_Data extract_.
*-*-*
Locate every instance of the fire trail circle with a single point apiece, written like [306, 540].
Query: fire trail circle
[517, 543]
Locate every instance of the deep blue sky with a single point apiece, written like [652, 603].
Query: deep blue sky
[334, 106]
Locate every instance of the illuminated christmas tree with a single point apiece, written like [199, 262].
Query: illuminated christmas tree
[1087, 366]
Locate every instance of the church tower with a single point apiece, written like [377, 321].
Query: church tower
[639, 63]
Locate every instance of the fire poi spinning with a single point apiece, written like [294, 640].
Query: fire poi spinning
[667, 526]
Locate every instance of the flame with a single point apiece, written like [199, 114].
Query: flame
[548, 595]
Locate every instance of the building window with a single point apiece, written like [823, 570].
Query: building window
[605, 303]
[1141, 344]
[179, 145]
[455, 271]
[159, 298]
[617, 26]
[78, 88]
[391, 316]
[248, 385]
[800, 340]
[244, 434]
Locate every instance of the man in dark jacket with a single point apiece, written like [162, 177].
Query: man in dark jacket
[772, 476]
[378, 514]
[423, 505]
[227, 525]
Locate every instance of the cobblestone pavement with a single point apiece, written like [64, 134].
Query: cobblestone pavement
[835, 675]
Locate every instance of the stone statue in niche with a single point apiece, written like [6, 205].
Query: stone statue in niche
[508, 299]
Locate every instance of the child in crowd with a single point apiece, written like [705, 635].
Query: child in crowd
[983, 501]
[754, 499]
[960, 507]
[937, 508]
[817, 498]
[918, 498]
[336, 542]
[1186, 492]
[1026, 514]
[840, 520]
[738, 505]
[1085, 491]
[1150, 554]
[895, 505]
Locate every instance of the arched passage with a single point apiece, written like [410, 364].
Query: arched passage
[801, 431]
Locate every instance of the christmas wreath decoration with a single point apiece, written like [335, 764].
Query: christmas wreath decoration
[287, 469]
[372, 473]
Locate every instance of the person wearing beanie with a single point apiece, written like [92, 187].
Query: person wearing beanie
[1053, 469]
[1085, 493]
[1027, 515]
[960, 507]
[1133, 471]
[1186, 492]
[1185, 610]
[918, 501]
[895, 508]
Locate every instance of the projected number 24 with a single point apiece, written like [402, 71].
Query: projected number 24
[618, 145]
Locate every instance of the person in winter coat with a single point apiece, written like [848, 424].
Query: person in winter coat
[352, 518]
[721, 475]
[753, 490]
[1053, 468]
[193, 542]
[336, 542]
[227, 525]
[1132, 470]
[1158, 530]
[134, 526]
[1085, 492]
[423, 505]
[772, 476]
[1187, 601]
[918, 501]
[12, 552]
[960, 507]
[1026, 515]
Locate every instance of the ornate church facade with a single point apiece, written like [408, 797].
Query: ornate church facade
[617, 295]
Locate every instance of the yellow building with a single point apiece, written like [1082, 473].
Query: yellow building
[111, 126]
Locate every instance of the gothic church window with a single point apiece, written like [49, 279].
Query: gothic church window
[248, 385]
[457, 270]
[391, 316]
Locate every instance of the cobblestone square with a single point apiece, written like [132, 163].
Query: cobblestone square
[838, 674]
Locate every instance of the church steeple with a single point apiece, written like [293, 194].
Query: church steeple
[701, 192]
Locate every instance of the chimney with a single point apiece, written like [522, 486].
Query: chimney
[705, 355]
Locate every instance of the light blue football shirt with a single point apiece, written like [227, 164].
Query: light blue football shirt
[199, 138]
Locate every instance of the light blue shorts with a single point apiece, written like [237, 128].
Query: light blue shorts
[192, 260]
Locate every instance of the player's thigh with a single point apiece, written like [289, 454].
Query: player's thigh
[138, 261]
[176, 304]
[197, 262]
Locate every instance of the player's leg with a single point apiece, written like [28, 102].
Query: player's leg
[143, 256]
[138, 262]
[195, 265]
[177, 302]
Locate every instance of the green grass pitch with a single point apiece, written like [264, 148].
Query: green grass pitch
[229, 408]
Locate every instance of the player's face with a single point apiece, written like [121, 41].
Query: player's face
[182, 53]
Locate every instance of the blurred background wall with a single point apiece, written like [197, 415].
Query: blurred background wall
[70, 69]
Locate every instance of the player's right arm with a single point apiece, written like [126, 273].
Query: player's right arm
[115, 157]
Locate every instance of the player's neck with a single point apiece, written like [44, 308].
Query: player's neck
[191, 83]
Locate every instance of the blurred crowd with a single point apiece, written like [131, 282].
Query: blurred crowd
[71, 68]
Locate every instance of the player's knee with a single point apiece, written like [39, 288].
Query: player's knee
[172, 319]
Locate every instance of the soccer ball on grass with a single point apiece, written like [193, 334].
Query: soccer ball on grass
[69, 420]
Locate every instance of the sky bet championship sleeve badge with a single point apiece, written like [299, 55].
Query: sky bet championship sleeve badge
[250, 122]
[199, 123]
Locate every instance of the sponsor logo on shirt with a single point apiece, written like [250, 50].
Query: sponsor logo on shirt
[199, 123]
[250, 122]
*-*-*
_Brief_. Repeat, without changes, every line from the one that contains "Locate every instance of the player's neck" through the final line of the data.

_Answer in full_.
Locate every instance of the player's neck with a single point apiece, written like [44, 308].
Query: player's neck
[191, 83]
Locate every instance of the blurred crowd with a single point apiece, written like [131, 282].
Query: blurred crowd
[71, 68]
Locate every instance of the player's knee with a single point apiece, written like [39, 288].
Query: player's knee
[172, 319]
Locate every instance of the soccer ball on grass with a single point apiece, written like [193, 334].
Query: soccer ball on grass
[69, 420]
Locate every instance of the sky bet championship sleeve badge with a single point apiece, written like [299, 55].
Query: sky bet championship sleeve badge
[250, 122]
[199, 123]
Locate every instance of the sponsor logo on shirt with a single point apiece, written like [250, 50].
Query: sponsor logo on shirt
[199, 123]
[250, 122]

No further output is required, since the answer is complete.